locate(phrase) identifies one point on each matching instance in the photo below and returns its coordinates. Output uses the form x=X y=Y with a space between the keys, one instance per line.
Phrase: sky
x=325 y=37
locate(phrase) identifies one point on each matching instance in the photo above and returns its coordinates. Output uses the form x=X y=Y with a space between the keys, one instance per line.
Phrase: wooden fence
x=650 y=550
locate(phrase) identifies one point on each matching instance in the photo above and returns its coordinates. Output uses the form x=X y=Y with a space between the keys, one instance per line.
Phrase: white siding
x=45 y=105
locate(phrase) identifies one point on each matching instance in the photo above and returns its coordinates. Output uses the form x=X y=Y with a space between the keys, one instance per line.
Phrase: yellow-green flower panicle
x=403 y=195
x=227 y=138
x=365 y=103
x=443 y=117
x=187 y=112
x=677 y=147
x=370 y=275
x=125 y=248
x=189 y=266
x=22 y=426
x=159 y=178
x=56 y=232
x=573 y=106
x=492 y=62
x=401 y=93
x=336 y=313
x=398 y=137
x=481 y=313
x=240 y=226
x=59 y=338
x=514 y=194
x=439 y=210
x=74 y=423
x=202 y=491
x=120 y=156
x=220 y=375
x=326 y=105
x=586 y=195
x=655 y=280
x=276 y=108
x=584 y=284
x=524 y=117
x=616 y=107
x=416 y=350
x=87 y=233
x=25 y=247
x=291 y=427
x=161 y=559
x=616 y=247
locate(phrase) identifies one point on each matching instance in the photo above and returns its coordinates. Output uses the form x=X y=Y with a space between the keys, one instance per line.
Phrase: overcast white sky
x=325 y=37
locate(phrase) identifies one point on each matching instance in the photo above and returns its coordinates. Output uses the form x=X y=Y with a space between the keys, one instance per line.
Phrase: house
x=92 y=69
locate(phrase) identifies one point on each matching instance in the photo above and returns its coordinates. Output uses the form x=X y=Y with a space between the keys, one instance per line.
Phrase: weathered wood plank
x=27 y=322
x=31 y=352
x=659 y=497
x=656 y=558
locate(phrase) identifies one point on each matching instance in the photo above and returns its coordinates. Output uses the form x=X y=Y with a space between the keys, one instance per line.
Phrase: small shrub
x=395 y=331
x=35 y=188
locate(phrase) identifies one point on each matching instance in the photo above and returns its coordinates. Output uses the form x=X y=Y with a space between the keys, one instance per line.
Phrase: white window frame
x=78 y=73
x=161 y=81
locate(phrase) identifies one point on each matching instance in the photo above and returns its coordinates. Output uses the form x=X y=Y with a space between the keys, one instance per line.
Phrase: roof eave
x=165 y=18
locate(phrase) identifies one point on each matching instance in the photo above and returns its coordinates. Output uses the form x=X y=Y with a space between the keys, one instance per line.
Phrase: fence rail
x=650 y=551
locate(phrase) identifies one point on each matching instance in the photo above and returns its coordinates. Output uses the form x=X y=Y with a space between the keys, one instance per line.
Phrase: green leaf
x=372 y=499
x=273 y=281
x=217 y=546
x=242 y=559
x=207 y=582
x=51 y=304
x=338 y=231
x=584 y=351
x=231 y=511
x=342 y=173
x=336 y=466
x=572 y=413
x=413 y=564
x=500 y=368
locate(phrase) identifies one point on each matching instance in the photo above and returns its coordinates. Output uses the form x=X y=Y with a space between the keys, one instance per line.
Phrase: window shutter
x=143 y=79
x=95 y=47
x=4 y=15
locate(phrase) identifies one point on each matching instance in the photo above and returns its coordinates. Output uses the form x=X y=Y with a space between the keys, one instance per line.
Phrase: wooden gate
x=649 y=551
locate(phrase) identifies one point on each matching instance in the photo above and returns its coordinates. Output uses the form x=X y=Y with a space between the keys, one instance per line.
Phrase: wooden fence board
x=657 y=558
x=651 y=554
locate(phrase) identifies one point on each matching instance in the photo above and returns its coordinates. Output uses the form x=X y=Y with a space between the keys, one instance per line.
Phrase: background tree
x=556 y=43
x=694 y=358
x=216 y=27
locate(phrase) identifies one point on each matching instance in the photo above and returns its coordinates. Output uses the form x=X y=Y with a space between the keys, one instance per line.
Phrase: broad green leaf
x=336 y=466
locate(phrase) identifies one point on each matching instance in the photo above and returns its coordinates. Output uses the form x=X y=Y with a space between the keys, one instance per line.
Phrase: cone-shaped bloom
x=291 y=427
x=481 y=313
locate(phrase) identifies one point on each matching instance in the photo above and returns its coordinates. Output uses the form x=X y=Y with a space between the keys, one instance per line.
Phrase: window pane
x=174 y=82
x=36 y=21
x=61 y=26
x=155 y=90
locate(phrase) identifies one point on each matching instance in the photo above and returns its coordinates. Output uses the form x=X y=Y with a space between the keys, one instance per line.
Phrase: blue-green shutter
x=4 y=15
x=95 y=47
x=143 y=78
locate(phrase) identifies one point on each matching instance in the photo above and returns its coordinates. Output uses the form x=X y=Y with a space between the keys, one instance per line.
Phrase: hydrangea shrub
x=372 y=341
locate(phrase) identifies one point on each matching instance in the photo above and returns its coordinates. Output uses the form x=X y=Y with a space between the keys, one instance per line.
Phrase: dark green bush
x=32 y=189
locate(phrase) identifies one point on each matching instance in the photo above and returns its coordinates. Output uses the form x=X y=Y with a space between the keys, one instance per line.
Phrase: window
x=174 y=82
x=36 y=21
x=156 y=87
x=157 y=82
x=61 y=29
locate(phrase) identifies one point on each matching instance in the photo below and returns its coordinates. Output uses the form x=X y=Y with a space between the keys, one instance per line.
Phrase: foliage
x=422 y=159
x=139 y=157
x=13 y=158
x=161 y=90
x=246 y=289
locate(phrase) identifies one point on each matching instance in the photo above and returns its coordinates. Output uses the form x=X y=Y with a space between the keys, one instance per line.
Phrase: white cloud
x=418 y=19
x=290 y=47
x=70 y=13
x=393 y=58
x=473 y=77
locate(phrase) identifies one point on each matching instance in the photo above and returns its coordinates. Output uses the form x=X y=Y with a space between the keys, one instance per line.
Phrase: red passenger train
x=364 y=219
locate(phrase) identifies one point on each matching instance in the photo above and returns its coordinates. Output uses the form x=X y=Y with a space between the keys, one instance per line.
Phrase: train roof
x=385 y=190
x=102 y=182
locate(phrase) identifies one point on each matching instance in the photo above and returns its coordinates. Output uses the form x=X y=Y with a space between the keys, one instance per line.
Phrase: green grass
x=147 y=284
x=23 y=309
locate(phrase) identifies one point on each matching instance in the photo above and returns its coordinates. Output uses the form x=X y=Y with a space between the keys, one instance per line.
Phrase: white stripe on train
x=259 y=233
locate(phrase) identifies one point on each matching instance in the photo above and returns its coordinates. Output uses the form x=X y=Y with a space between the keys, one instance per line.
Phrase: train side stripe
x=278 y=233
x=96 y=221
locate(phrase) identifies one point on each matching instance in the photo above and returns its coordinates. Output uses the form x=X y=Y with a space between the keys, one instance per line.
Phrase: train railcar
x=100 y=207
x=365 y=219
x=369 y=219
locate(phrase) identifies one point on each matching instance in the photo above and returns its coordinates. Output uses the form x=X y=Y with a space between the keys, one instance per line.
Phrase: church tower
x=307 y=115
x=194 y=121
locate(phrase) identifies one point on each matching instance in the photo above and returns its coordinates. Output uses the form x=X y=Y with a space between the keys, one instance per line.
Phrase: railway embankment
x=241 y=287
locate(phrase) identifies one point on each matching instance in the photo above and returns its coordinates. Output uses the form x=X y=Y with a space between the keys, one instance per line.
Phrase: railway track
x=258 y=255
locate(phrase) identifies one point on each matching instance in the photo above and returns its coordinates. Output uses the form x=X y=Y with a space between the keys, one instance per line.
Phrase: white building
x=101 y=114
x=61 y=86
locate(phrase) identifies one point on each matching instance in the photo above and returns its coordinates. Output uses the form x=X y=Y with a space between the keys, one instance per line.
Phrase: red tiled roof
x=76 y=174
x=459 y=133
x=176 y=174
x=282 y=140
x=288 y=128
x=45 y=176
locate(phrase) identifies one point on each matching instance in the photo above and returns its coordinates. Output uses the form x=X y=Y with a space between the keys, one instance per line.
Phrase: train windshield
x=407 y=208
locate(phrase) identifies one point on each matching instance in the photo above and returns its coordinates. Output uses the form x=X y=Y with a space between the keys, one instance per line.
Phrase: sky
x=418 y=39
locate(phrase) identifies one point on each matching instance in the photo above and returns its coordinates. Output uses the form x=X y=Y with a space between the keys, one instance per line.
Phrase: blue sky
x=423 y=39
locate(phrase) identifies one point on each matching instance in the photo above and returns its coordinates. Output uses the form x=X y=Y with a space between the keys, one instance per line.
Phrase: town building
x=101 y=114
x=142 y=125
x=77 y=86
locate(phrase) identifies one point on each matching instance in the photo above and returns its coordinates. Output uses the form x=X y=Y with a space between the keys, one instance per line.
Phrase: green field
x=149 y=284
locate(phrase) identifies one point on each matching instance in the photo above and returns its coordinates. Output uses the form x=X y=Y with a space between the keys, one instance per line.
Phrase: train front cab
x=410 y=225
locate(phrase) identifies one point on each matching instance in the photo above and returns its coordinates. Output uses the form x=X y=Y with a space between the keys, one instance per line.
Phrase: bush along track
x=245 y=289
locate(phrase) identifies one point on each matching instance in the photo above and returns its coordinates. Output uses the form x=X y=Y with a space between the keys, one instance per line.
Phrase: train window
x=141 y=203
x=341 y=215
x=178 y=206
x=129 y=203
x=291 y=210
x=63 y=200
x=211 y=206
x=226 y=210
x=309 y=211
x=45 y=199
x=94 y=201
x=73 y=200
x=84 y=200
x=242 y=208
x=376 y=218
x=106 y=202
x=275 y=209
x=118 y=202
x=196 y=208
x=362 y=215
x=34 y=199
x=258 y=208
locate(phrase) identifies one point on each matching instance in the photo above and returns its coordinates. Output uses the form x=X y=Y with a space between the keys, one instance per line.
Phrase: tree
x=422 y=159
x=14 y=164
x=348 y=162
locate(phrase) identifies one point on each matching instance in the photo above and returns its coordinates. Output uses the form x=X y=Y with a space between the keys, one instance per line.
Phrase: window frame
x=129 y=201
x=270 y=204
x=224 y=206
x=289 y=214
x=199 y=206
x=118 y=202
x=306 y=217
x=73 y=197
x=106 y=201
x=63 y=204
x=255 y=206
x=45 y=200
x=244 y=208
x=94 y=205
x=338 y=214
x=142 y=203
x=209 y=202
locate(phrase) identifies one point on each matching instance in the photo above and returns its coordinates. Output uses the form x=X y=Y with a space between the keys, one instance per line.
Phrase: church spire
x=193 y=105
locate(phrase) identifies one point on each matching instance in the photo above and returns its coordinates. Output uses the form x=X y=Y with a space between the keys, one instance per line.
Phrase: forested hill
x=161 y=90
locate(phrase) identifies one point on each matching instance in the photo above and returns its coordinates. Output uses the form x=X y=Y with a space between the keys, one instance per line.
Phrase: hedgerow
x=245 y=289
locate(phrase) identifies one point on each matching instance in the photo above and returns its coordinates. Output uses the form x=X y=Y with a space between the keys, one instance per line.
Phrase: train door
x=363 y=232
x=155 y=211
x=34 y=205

# # # # # # #

Aim of the exercise: Only the last part of the entries above is needed: please copy the line with "Phrase: tree" and each line after it exactly.

Answer box:
Phrase: tree
x=422 y=159
x=14 y=164
x=348 y=162
locate(phrase) identifies one point on each matching instance in the photo above and returns its coordinates. Output uses the form x=X y=Y with a space between the keys, one instance per line.
Phrase: window frame
x=129 y=201
x=270 y=204
x=224 y=206
x=289 y=214
x=199 y=206
x=118 y=202
x=306 y=217
x=73 y=197
x=106 y=201
x=63 y=204
x=255 y=206
x=45 y=200
x=244 y=208
x=94 y=205
x=338 y=214
x=142 y=203
x=209 y=202
locate(phrase) identifies one point on each matching instance in the photo above and returns its coordinates. Output uses the form x=X y=Y with a space between the keys, one instance per line.
Phrase: church spire
x=193 y=105
locate(phrase) identifies one point on each matching instance in the photo above and returns its coordinates. Output uses the form x=X y=Y with a space between the keys, one instance per line.
Phrase: forested hill
x=161 y=90
locate(phrase) identifies one point on each matching instance in the photo above and returns its coordinates. Output uses the form x=X y=Y with a space between the keys, one instance per line.
Phrase: hedgerow
x=245 y=289
locate(phrase) identifies one point on each matching instance in the photo above and returns its coordinates. Output uses the form x=X y=Y with a space between the keys, one instance per line.
Phrase: train door
x=363 y=232
x=155 y=211
x=34 y=205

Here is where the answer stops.